• [Assignment 1] In the kbuild 2.5 database notes, turn the paragraph that begins "kbuild 2.5 has the concept of a base target" into a short bulleted list that keeps its main facts.
• [Assignment 2] According to the kbuild 2.5 database notes, what happens when a critical field in the master information changes?

• [Page text]
>>>>>

Record layout and relationships for the kbuild 2.5 database.

For my own sanity (?), only one variable length field can appear in each
record and it must be at the end.  Variable size arrays or filenames must be
last, a record cannot contain multiple variable sized arrays, they must be in
separate records.  '->' indicates a token which refers to another record; do
not confuse the database tokens with C pointers, you have to do a database
lookup on the token to read the record.


Master

  The master information that describes the database.  It is not a record as
  such, it occupies the start of the database.

  Any change to a critical field deletes the old database and forces a
  complete kernel rebuild.  There is no support for migrating a kbuild
  database from one format to another, rebuild the database from scratch.

  Record:

    Database version number, critical.
    flags
        dirty (database is dirty and needs to be rebuilt)
    next record number, the next record number to be assigned.
    key_fixed[], top level vector for finding fixed sized keys.
    source_blob, points to current blob for assigning source records.
    source_blob_free, number of free entries in this blob.
    target_blob, points to current blob for assigning target records.
    target_blob_free, number of free entries in this blob.
    directory_blob, points to current blob for assigning directory records.
    directory_blob_free, number of free entries in this blob.
    variable_free[], base of the free lists for variable sized key/data.
    free_start, points to free space at the end of the database.
    free_left, amount of free space at the end of the database.


Base

  kbuild 2.5 has the concept of a base target, it is the one that the
  following commands apply to.  The default base target is 'vmlinux', other
  base targets are things like bootloaders.  There is also a reserved base
  target called 'host' which is used for host compile and link.  The use of
  base targets means that the shorthand commands can be used for almost
  everything and you get automatic dependency tracking for free.  kbuild 2.4
  never did correct dependency tracking on bootloaders and host compiles.

  Record:

    Count of bases.
    struct {
        flags
            has_modules
            has_arch_head
            is_host
        -> name of base
        -> topdir
    } base[]

  Every architecture has at least 2 bases, 'vmlinux' and 'host', it can have
  more, see the base_target() command.

  topdir is the first directory in which the base is referenced.

<<<<<

• [Entries shown]
>>>>>

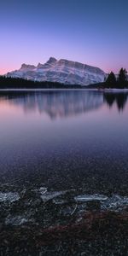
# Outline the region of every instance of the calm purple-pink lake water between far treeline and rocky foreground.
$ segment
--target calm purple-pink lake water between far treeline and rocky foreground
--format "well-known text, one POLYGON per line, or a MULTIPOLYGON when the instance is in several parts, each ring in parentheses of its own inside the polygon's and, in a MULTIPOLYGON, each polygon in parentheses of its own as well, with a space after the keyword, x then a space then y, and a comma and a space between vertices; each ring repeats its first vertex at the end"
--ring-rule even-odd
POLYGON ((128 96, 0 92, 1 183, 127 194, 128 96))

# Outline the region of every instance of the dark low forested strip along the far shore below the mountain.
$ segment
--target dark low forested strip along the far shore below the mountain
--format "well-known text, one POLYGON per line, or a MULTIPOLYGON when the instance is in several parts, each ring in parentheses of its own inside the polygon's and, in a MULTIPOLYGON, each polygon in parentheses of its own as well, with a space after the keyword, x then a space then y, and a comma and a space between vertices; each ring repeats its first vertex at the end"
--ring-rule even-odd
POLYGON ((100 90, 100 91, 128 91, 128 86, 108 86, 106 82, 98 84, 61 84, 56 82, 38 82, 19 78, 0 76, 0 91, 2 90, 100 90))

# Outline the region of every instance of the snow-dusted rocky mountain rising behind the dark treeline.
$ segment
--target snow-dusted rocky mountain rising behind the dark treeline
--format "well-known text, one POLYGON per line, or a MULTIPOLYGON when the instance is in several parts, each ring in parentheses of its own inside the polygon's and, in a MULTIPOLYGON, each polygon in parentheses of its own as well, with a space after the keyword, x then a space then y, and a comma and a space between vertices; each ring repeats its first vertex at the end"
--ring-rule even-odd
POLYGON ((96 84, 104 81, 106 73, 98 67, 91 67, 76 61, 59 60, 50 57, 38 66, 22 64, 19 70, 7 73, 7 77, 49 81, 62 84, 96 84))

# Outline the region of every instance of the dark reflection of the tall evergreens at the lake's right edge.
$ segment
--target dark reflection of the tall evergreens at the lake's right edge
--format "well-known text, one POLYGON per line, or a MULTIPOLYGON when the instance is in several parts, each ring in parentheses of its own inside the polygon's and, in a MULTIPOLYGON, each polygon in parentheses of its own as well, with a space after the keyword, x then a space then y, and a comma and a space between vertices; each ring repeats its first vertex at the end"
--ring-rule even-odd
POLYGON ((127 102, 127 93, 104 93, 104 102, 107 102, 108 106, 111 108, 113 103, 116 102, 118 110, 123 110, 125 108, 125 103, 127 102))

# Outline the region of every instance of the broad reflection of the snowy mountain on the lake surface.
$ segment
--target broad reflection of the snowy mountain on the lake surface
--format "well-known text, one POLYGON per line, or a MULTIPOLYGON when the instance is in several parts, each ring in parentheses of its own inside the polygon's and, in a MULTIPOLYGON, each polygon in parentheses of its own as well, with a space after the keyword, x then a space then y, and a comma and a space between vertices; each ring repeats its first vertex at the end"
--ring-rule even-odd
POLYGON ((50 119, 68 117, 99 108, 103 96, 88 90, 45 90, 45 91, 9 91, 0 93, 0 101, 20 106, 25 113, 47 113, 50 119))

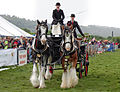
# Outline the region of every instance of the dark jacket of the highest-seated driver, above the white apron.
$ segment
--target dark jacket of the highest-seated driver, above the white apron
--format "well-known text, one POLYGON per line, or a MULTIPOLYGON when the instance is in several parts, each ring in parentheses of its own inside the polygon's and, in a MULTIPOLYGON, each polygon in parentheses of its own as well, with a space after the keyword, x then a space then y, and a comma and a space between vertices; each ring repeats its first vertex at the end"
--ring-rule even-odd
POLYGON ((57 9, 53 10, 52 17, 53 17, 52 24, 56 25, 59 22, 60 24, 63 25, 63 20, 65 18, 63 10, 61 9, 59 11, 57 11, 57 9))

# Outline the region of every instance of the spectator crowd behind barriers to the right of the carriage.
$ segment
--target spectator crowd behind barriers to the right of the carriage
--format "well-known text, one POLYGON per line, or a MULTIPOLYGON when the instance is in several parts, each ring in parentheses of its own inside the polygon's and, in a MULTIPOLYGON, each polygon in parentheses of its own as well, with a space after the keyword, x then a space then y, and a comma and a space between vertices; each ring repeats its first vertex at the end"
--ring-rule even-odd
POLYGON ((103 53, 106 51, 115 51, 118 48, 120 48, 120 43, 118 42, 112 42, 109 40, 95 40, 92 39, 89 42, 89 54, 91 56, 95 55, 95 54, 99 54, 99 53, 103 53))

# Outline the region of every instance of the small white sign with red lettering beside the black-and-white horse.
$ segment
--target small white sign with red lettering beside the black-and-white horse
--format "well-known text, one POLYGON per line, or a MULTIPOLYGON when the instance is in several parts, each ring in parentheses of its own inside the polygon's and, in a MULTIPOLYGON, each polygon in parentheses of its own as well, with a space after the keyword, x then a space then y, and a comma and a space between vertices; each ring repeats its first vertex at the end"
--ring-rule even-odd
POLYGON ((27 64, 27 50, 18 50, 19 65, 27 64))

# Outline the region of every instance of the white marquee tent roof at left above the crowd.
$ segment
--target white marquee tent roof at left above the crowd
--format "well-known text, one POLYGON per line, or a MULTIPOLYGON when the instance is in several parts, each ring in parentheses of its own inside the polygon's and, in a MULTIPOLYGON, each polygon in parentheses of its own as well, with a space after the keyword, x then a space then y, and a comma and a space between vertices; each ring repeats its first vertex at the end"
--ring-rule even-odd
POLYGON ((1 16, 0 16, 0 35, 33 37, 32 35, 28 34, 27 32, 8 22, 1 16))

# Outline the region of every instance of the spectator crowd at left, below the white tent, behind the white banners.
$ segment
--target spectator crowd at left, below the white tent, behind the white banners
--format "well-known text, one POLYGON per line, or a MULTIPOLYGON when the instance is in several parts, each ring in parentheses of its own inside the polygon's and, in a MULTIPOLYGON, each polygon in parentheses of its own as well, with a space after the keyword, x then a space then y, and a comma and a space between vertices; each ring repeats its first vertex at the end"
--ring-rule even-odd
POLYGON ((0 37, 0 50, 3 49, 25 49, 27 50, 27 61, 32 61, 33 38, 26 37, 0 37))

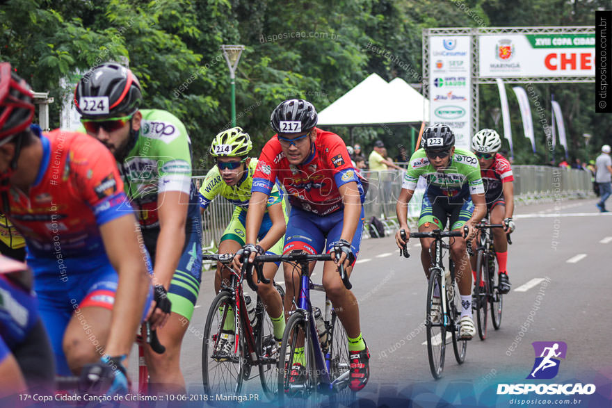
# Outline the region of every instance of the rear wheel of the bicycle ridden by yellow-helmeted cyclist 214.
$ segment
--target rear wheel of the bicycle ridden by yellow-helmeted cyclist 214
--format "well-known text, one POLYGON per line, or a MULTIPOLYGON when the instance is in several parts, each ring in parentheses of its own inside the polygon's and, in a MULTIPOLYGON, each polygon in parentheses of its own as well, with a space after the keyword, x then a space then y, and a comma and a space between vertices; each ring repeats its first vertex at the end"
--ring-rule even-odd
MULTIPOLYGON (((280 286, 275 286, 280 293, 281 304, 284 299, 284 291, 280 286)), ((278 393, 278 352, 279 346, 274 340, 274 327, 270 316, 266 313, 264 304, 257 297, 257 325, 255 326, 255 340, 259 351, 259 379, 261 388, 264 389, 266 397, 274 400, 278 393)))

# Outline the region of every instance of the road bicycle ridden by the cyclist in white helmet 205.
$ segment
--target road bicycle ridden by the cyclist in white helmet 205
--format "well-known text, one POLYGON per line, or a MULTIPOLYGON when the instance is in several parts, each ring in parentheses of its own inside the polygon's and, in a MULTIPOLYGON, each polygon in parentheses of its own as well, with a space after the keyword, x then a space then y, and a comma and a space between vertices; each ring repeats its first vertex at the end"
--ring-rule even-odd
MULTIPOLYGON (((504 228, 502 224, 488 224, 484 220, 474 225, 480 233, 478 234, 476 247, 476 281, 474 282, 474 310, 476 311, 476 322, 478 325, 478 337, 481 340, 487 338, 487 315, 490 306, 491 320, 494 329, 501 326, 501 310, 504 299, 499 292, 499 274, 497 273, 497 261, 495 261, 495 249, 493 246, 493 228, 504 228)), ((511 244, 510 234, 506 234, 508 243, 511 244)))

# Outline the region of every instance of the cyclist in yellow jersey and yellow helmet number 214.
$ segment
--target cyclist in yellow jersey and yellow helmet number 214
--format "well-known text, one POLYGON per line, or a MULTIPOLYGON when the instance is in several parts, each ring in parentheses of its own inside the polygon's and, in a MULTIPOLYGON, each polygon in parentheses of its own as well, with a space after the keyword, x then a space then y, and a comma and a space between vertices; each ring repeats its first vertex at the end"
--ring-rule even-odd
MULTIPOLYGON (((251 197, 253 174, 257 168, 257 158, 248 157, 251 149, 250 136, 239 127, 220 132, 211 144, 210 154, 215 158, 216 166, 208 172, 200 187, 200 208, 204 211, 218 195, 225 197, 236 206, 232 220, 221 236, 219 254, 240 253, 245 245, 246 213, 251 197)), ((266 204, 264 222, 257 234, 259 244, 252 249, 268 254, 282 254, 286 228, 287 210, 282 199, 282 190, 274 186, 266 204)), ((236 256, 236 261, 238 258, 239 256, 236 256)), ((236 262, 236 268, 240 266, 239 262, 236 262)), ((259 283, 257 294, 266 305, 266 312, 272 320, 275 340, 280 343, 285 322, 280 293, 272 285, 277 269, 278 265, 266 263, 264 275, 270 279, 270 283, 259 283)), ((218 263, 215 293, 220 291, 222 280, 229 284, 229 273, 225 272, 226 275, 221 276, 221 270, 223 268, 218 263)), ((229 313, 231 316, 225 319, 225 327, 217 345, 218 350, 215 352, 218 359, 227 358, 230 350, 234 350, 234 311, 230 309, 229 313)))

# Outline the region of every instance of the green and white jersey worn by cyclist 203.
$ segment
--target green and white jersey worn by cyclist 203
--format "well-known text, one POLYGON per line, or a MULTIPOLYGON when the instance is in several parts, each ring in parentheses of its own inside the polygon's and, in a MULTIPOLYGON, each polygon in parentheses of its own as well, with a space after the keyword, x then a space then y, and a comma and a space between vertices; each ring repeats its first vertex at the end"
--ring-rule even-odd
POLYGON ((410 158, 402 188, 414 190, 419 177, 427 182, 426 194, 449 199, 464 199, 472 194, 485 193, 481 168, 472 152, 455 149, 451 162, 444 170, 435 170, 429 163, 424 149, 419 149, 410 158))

<<<<<

• [Answer section 1]
- kbuild 2.5 has base targets; the following commands apply to the current base target.
- The default base target is 'vmlinux'; other base targets include things like bootloaders.
- A reserved base target, 'host', is used for host compile and link.
- Base targets let the shorthand commands be used for almost everything, with automatic dependency tracking for free.
- kbuild 2.4 never tracked dependencies correctly for bootloaders and host compiles.

• [Answer section 2] The old database is deleted and a complete kernel rebuild is forced.